PROBLEM DESCRIPTION: Print, from the listing below, the lines starting at the line containing "In this picture, where can the boulder" and ending at the line containing "In this picture, where can the rocky ledge", exactly as they stand, and print nothing else.

EXERCISE DATA:
──────────────────────────────
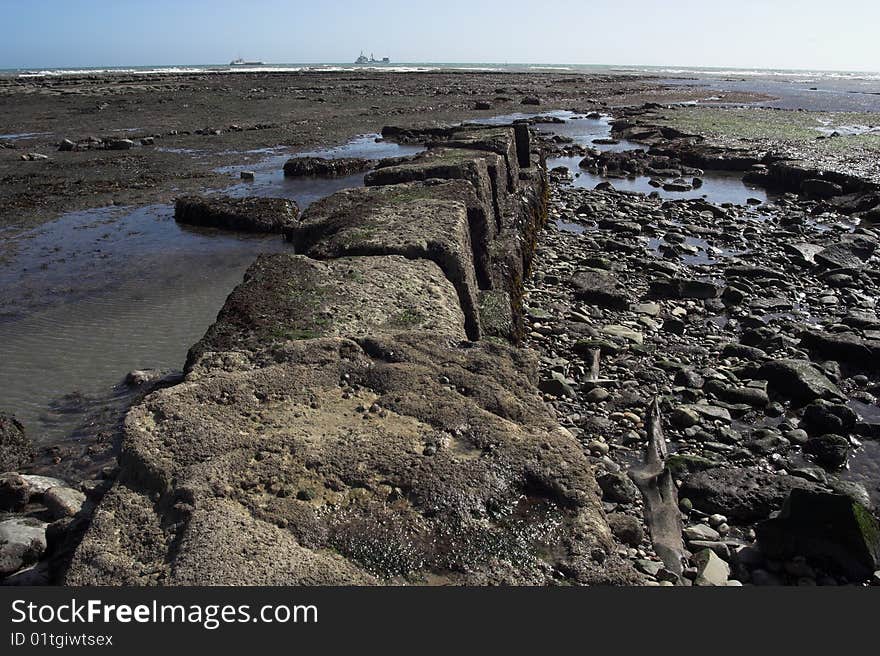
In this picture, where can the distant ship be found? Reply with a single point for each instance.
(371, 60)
──────────────────────────────
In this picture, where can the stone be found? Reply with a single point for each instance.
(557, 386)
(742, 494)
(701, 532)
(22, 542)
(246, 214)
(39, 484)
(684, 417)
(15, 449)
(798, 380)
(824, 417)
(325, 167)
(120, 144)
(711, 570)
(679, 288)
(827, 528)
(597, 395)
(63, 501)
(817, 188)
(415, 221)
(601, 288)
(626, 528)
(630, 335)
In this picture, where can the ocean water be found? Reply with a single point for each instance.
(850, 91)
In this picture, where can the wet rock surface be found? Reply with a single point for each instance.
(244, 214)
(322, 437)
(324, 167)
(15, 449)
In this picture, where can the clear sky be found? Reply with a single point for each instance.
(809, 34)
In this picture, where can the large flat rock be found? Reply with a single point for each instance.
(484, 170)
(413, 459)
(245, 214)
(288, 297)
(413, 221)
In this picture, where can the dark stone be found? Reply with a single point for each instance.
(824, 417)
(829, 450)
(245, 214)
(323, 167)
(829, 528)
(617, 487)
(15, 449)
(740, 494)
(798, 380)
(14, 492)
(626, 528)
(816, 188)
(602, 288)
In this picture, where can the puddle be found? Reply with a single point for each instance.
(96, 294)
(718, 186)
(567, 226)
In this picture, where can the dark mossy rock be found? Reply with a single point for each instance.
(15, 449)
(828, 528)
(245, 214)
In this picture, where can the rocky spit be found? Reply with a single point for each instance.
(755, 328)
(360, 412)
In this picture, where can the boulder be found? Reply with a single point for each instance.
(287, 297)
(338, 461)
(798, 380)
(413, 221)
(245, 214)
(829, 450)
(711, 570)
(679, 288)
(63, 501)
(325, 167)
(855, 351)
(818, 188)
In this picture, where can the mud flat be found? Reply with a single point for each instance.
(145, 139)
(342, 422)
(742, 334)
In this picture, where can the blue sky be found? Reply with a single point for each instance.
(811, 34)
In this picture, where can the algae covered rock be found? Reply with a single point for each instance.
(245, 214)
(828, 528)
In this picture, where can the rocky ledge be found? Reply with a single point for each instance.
──────────────────────────────
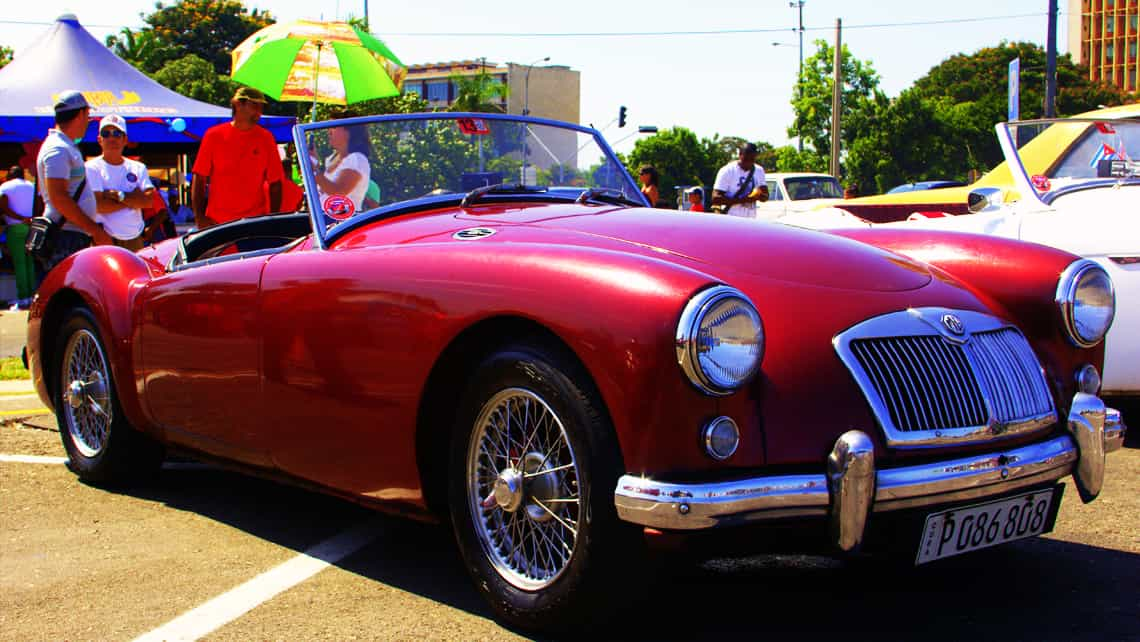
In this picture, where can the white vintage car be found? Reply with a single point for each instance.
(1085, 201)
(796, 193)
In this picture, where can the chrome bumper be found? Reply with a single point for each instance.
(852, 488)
──────────────────────────────
RESPONSE TO THE EXERCISE:
In this picture, where can the boulder be found? Reply with a single point for each instance.
(287, 297)
(338, 461)
(798, 380)
(413, 221)
(245, 214)
(829, 450)
(711, 570)
(679, 288)
(63, 501)
(325, 167)
(855, 351)
(818, 188)
In this picture, where can the mud flat be found? Reply with a single point for each instance.
(145, 139)
(342, 422)
(742, 334)
In this picture, where can the blue sky be found? Reply with a single point for each instance.
(811, 34)
In this picture, where can the algae covered rock be found? Reply with a single point for each instance.
(245, 214)
(828, 528)
In this picture, where can the rocky ledge be found? Reply with a single point for each instance.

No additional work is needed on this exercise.